◆ TO BE DONE:
• A. Scale the entries, starting with the line containing "Return one point per instance of the reddish" and going on through the last line of the entries, both included. Repeat those lines with their requests, multiplying only the answer coordinates by 0.65 and rounding to whole numbers with halves rounded up, leave the format samples in the requests unchanged, and omit the pictures.
• B. Write the next part of the essay on Clark Ashton Smith's idea of the hybrid, picking up after its last sentence.

◆ TEXT SHOWN:
....

Clark Ashton Smith, “The Dark Eidolon”
In one of his many overwrought, Modernist art deco (and finally morally conventional) horror fantasies, “The Dark Eidolon,” Clark Ashton Smith, a compatriot of H.P. Lovecraft, describes a notion of the hybrid helpful for thinking about the term in contemporary poetics. Smith’s definition provides a worthwhile vantage point for considering the shortcomings of hybrid literature as it has been defined in The American Hybrid anthology as well as in a related series of anthologies and terminologies, including Lyrical Postmodernisms, The Iowa Anthology of New Poetries and the notion of “third way poetics.”
Hybrid things, in Smith’s formulation, are the opposite of pious ones. The deformed births of taboo sexual contact, these hybrids were never supposed to exist, although the issue of who supposes so is crucial. The host of hybrids that should not be, but are, are linked not simply to what has existed and been forgotten but to what has been rightly forgotten by all right-thinking people.
Smith was primarily a playfully grim aesthete. Anyone who knows anything about Lovecraft however, who was perhaps the most important writer to publish in Weird Tales in the 20s and 30s, knows that for Lovecraft the essential impure hybrid was racial miscegenation. Yet Lovecraft’s virulent racism masks an even deeper fear of any sexual contact whatsoever. In Lovecraft’s fiction, almost all sexual unions seem forbidden. It’s not so much that some creatures shouldn’t touch but that touching itself is disgusting.

....

◆ DATA FOR PROCESSING:
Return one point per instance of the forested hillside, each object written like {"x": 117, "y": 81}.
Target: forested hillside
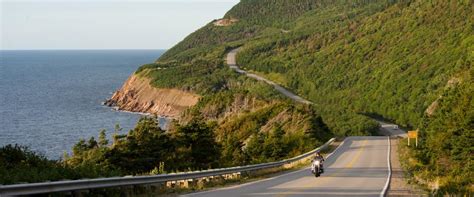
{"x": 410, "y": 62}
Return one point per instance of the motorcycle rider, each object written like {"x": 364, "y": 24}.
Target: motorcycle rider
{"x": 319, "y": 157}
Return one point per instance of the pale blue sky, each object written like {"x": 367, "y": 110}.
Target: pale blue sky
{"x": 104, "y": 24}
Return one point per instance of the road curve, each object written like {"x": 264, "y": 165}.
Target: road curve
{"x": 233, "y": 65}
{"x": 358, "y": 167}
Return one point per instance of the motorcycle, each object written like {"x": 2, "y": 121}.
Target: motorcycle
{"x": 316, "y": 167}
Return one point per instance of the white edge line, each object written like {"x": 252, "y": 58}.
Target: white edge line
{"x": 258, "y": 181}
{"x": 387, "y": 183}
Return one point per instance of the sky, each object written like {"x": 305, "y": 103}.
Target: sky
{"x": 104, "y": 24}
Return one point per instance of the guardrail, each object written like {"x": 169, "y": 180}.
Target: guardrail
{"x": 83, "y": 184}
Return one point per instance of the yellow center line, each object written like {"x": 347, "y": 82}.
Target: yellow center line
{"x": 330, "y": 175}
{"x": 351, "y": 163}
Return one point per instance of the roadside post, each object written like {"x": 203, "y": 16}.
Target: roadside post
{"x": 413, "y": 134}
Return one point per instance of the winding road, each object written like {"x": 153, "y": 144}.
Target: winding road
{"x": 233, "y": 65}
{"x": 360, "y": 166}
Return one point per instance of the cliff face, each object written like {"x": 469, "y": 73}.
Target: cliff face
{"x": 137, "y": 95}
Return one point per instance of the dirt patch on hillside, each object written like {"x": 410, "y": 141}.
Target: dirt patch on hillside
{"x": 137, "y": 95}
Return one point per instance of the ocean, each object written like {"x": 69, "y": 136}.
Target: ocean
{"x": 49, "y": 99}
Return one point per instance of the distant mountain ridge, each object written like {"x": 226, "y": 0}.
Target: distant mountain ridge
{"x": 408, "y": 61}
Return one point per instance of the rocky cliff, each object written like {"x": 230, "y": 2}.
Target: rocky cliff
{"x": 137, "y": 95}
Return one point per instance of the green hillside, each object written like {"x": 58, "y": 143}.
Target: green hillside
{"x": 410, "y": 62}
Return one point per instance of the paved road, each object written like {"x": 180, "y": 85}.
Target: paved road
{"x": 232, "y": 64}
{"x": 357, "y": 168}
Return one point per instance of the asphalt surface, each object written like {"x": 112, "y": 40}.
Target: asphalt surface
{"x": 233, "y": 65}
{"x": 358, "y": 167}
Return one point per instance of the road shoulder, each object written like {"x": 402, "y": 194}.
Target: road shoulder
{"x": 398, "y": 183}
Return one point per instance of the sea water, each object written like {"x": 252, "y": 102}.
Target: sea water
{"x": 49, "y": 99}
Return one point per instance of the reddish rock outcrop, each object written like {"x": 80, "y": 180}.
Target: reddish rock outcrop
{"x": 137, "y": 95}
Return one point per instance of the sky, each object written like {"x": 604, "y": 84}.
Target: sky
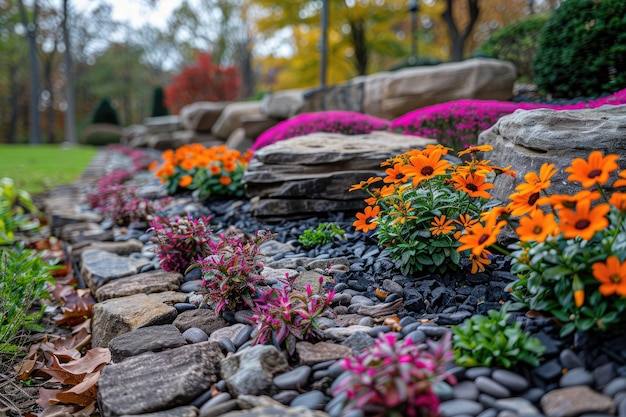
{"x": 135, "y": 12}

....

◆ ANSWERS FOR THE EXERCISE:
• A.
Return one point per instance of the reddish rock outcrop, each object written like {"x": 80, "y": 180}.
Target: reddish rock outcrop
{"x": 89, "y": 62}
Return one point per instance of the sky, each object written like {"x": 604, "y": 84}.
Target: sky
{"x": 88, "y": 8}

• B.
In this context, the hybrid rejects the belief that something is best when unified in and of itself, untouched (that is, uncorrupted) by things outside it. The value of the untouched thing remains an assumed good in many contemporary discourses, including political, cultural and literary ones. Any use of the word “object” for instance is usually marked by singularity: an object holds together, is distinct. Artistic objects have often been discussed in terms of their structural or thematic unity. The same is true for concepts of tradition, school, or movement: if those are distinguished by similarity rather than untouched purity, they are still marked by a unity that defines itself through what it rejects. A tradition whose values have changed beyond recognition is no longer a tradition. A school that has no unity, whether of theme or technique, is simply not a school. Denying that your particular group of similarly-inclined artists has anything in common is the same as denying that they even are a group.
In literature, the hybrid distorts the normal unifying marks of many literary concepts. Genre, technique, tradition, the identifying marks of a movement or school: in the hybrid, all these things are subject to mismatching and deformation. Yet in many recent poetry anthologies, a seeming belief in the hybrid’s impure multiplicity ends up being used as a way of reinforcing a pure singularity. Belief in unity seems to hang on tenaciously even when invoking a hybridity that on the surface seems meant to displace it. Like too many readings of Lovecraft, we can be too quick to celebrate that we are not racists while simultaneously remaining unaware of how many ways we continue to live with the fear of being touched.
Perhaps no concept better represents confusion between desire for the multiple and for the pure singular as the political notion of The People. Is it singular or plural? Of course the word means more than one person. Add a definite article though and the phrase, “The People” is also singular, one of those tricky group entity singular nouns. When “The people speak with one voice,” as during the French Revolution when the concept of The People was a highly efficient tool for killing people, are they many or are they one?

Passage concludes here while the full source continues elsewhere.